- [Passage]
Ashamed of the Gospel?
Preached Canberra Baptist Church 13th April 2008
Romans 1.1-17
Many years ago a Preacher was preaching through the Book of Romans when he came to chapters 6 – 8 one Sunday when a visitor happened to be present in the service. After the service, one of the women of the church engaged this young man in conversation. After learning a little about him, the woman asked, “How long have you been a Christian?” The young man looked down at his watch and said, “About fifteen minutes.”
Such is the power of the book which we are opening at the moment. It has had a profound effect on many Christian lives and on whole human cultures. St Augustine of Hippo, John Wesley, Martin Luther and Karl Barth all found their lives turned around by engaging with the book of Romans and they went on to become some of the great giants of the Christian Church. Two weeks ago Thorwald Lorenzen preached powerfully about the reading of Romans that touched them and has liberated and empowered generations of Christians – and it can touch and empower us!
Why does it have this power? Romans contains one of the longest sustained theological arguments by Paul in any of his letters comprising of chapters 1 through to 8. These chapters deal with the great themes of the Gospel: justification by grace through faith, reconciliation, the fact that God is for us and the utter reliability and sustaining power of God’s love in Jesus Christ.
Christians are deeply familiar with the triumphant conclusion of those first eight chapters: Who will separate us from the love of Christ? Will hardship, or distress, or persecution, or famine, or nakedness, or peril, or sword? …. No, in all these things we are more than conquerors through him who loved us. For I am convinced that neither death, nor life, nor angels, nor rulers, nor things present, nor things to come, nor powers, nor height, nor depth, nor anything else in all creation, will be able to separate us from the love of God in Christ Jesus our Lord.

- [Requirements]
1) According to the sermon on Romans above, why does the book of Romans have such power? Answer in one to three sentences.
2) Pick up the sermon on Romans right after its last sentence and carry it on.

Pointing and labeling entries
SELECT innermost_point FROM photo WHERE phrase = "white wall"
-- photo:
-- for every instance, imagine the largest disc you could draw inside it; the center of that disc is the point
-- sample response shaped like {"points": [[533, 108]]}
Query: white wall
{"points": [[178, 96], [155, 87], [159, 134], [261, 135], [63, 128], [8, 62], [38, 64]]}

- [Answers to the exercises]
1) Romans has this power because chapters 1 through 8 hold one of Paul's longest sustained theological arguments in any of his letters. Those chapters deal with the great themes of the Gospel: justification by grace through faith, reconciliation, the fact that God is for us, and the utter reliability and sustaining power of God's love in Jesus Christ.

2)
You can’t be in churches very long without hearing the firm and sober opening of Chapter 12: I appeal to you therefore brothers and sisters, by the mercies of God to present your bodies as a living sacrifice, holy and acceptable to God, which is your spiritual worship…. I
And yet between those two passages there is a shadowy section of the book of Romans: three chapters 9, 10 and 11 rarely preached upon in the church, almost as if these three chapters in between have quietly dropped out of Scripture. Three chapters in which Paul grapples theologically with the place of the Jews within God’s saving action.
Romans embraces two important themes: the absolute centrality of Grace and Jesus Christ to God’s saving action AND God’s continuing concern for, and honouring of, his promise to the Jews as His covenant partner. The church has delighted in the first of these themes and celebrated but we have been less keen to engage and celebrate the other.
So as we turn to the book of Romans we have to ask what was it that Paul was seeking to address. What were the issues affecting the Roman Church? In nearly all of Paul's letters he seems to have engaged with the pressing issues and the difficult theological questions that his readers faced. With tendency Romans is a little different almost as if it is an exposition of his faith. Were there issues that the Roman Church was troubled by that Paul was actually seeking to address and engage? As we read Romans it will be with these questions in the back of our minds trying to hear what Paul was actually trying to say to the church.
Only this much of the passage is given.